WRITTEN EXERCISE:
Render all of the data below as a numbered list, one line per item, skipping blank lines and leaving out the picture.
--- START OF DATASET ENTRIES ---
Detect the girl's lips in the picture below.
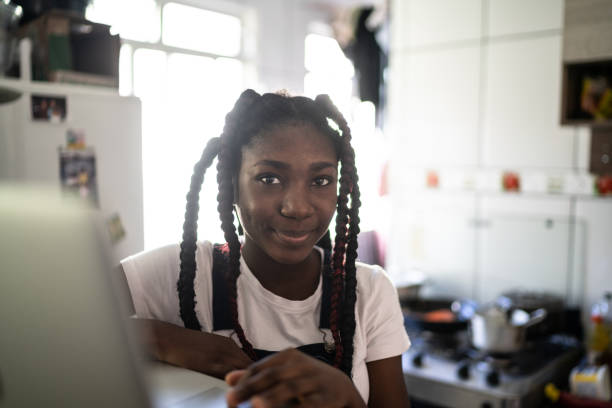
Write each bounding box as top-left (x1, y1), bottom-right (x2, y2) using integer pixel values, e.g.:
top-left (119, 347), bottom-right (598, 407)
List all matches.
top-left (276, 230), bottom-right (310, 245)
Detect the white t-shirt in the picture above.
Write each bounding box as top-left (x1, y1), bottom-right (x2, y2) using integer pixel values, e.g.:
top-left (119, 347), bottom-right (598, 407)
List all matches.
top-left (121, 242), bottom-right (410, 401)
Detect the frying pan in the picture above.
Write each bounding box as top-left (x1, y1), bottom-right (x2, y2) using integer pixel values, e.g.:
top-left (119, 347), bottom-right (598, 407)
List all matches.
top-left (401, 298), bottom-right (468, 334)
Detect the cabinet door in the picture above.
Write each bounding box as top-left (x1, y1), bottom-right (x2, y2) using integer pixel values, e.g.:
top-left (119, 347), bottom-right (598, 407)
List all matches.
top-left (483, 35), bottom-right (573, 168)
top-left (390, 47), bottom-right (480, 166)
top-left (576, 198), bottom-right (612, 321)
top-left (487, 0), bottom-right (563, 36)
top-left (393, 0), bottom-right (482, 48)
top-left (478, 216), bottom-right (570, 301)
top-left (388, 193), bottom-right (475, 298)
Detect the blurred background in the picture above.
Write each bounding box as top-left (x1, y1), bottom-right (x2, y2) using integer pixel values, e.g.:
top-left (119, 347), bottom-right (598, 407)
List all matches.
top-left (0, 0), bottom-right (612, 404)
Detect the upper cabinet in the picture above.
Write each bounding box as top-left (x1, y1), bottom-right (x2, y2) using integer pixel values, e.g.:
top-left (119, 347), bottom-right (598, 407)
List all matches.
top-left (391, 0), bottom-right (482, 50)
top-left (482, 34), bottom-right (574, 168)
top-left (561, 0), bottom-right (612, 125)
top-left (485, 0), bottom-right (563, 37)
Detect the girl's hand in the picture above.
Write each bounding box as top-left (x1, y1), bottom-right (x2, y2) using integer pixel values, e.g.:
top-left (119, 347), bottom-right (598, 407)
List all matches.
top-left (225, 349), bottom-right (366, 408)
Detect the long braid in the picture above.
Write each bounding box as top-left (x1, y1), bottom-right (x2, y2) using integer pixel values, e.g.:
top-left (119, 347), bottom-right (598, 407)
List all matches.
top-left (176, 137), bottom-right (219, 330)
top-left (217, 90), bottom-right (260, 360)
top-left (317, 96), bottom-right (361, 376)
top-left (335, 112), bottom-right (361, 375)
top-left (217, 136), bottom-right (255, 358)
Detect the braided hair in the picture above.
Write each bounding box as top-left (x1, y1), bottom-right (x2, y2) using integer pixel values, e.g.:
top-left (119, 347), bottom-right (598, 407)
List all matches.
top-left (177, 89), bottom-right (361, 377)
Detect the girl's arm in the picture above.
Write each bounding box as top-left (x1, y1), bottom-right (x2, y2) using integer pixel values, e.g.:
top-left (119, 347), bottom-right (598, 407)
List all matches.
--- END OF DATASET ENTRIES ---
RESPONSE:
1. Detect the girl's lips in the picture below.
2. Write each bounding box as top-left (x1, y1), bottom-right (x2, y2) using integer pixel values, e.g.:
3. top-left (119, 347), bottom-right (598, 407)
4. List all matches.
5. top-left (276, 230), bottom-right (310, 245)
6. Detect the white t-shirt in the picture above.
7. Write each bounding box as top-left (x1, y1), bottom-right (x2, y2) using integer pixel values, e.g.:
8. top-left (119, 347), bottom-right (598, 407)
9. List all matches.
10. top-left (121, 242), bottom-right (410, 401)
11. Detect the frying pan in the picture above.
12. Write each bounding box as top-left (x1, y1), bottom-right (x2, y2) using integer pixel values, e.g.:
13. top-left (119, 347), bottom-right (598, 407)
14. List all matches.
15. top-left (401, 298), bottom-right (468, 334)
16. Detect the cabinet door in the picture above.
17. Write each bounding box as top-left (x1, y1), bottom-right (x2, y2) using integer pixel values, e.g.:
18. top-left (119, 347), bottom-right (598, 407)
19. List all matches.
20. top-left (483, 35), bottom-right (573, 168)
21. top-left (390, 47), bottom-right (480, 166)
22. top-left (576, 198), bottom-right (612, 321)
23. top-left (487, 0), bottom-right (563, 36)
24. top-left (393, 0), bottom-right (482, 48)
25. top-left (478, 216), bottom-right (570, 301)
26. top-left (388, 193), bottom-right (475, 298)
27. Detect the blurred background in the picture above.
28. Write each bounding box as top-left (x1, y1), bottom-right (x2, y2) using integer pixel values, e.g.:
29. top-left (119, 347), bottom-right (598, 407)
30. List all matches.
31. top-left (0, 0), bottom-right (612, 404)
32. Detect the upper cabinet in the picture above.
33. Write each bounding box as top-left (x1, y1), bottom-right (x2, y2) using integer pixel values, e.g.:
34. top-left (119, 347), bottom-right (598, 407)
35. List all matches.
36. top-left (391, 0), bottom-right (482, 50)
37. top-left (482, 34), bottom-right (574, 168)
38. top-left (561, 0), bottom-right (612, 125)
39. top-left (485, 0), bottom-right (563, 37)
40. Detect the girl's hand in the picture above.
41. Write each bounding box as top-left (x1, y1), bottom-right (x2, y2) using integer pixel values, e.g.:
42. top-left (119, 347), bottom-right (598, 407)
43. List all matches.
44. top-left (225, 349), bottom-right (366, 408)
45. Detect the long braid in the picture above.
46. Write each bounding box as top-left (x1, y1), bottom-right (x2, y2) using integer pixel values, e.g.:
47. top-left (119, 347), bottom-right (598, 407)
48. List all matches.
49. top-left (176, 137), bottom-right (219, 330)
50. top-left (217, 90), bottom-right (260, 360)
51. top-left (317, 96), bottom-right (361, 376)
52. top-left (335, 112), bottom-right (361, 375)
53. top-left (217, 136), bottom-right (255, 358)
54. Detect the braided hair in the picture above.
55. Write each bounding box as top-left (x1, y1), bottom-right (x2, y2) using integer pixel values, e.g.:
56. top-left (119, 347), bottom-right (598, 407)
57. List all matches.
58. top-left (177, 89), bottom-right (361, 377)
59. Detect the girl's arm in the picture above.
60. Write each bounding box as top-left (x1, y1), bottom-right (x2, y2) using integer pixel values, e.g.:
61. top-left (119, 347), bottom-right (598, 407)
62. List all matches.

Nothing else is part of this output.